#### Passage to read

In “Thoreau’s Journal and Other Matters: Toward a Genealogy of Linguistic Materialism,” Kristen Case will describe how Thoreau’s late practices of walking and writing complicate recent thinking about materiality. Barad, Alaimo, de Landa, and Braidotti each present a genealogy of new materialism that defines it as emerging in opposition to the “linguistic turn.” This common origin story seems to affirm a separation of language and matter, even as matter itself is reconceived as fluid and flexible enough to break down all other barriers. In contrast, Thoreau’s mutually defined and constituted daily practices of walking and writing constitute an ongoing act of relation that challenges any positioning of matter and language as fully separable. Thoreau’s late Journal both embodies and reflects upon the complex materiality of writing itself, a question which new materialism has sidelined in order to distance itself from twentieth-century language-centered philosophies. This paper will sketch an alternate genealogy, one that includes the philosophically marginal figures of Lucretius and Thoreau, for a twenty-first century thinking about matter that does not break from but integrates thinking about language as matter.

########
#### Input records

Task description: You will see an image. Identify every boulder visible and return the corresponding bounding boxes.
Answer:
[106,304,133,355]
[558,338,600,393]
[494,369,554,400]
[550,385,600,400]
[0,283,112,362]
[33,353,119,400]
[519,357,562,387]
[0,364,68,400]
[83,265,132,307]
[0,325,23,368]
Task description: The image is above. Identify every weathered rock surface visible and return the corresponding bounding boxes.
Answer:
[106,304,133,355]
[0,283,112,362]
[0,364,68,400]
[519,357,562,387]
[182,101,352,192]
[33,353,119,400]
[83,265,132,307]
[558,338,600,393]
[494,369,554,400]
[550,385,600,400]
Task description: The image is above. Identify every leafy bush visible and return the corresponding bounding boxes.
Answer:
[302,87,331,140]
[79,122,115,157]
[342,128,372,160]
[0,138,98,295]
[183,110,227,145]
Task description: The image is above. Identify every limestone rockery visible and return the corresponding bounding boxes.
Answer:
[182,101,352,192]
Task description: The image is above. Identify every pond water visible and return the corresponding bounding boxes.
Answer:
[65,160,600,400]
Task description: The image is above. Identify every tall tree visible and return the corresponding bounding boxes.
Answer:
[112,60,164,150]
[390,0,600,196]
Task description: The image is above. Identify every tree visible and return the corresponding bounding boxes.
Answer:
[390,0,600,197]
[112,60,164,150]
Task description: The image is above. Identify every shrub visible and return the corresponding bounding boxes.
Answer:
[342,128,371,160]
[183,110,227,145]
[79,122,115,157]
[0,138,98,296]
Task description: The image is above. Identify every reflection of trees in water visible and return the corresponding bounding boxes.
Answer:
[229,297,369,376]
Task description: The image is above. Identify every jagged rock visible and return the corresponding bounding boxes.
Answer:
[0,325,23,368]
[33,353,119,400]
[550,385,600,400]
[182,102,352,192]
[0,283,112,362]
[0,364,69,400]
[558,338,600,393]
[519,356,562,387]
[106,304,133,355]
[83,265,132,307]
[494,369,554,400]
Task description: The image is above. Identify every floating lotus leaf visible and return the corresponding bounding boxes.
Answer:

########

» Given exercise 1
In the passage on Thoreau's Journal, which four thinkers are said to each present a genealogy of new materialism that opposes the "linguistic turn"?
» Given exercise 2
Put the lines of the records into a numbered list, with blank lines left out. Begin at the line in the records that contains "Task description: The image is above. Identify every pond" and go through the end of the records.

» Final answer 1
Barad, Alaimo, de Landa, and Braidotti.

» Final answer 2
1. Task description: The image is above. Identify every pond water visible and return the corresponding bounding boxes.
2. Answer:
3. [65,160,600,400]
4. Task description: The image is above. Identify every tall tree visible and return the corresponding bounding boxes.
5. Answer:
6. [112,60,164,150]
7. [390,0,600,196]
8. Task description: The image is above. Identify every tree visible and return the corresponding bounding boxes.
9. Answer:
10. [390,0,600,197]
11. [112,60,164,150]
12. Task description: The image is above. Identify every shrub visible and return the corresponding bounding boxes.
13. Answer:
14. [342,128,371,160]
15. [183,110,227,145]
16. [79,122,115,157]
17. [0,138,98,296]
18. Task description: The image is above. Identify every reflection of trees in water visible and return the corresponding bounding boxes.
19. Answer:
20. [229,297,369,376]
21. Task description: The image is above. Identify every jagged rock visible and return the corresponding bounding boxes.
22. Answer:
23. [0,325,23,368]
24. [33,353,119,400]
25. [550,385,600,400]
26. [182,102,352,192]
27. [0,283,112,362]
28. [0,364,69,400]
29. [558,338,600,393]
30. [519,356,562,387]
31. [106,304,133,355]
32. [83,265,132,307]
33. [494,369,554,400]
34. Task description: The image is above. Identify every floating lotus leaf visible and return the corresponding bounding boxes.
35. Answer:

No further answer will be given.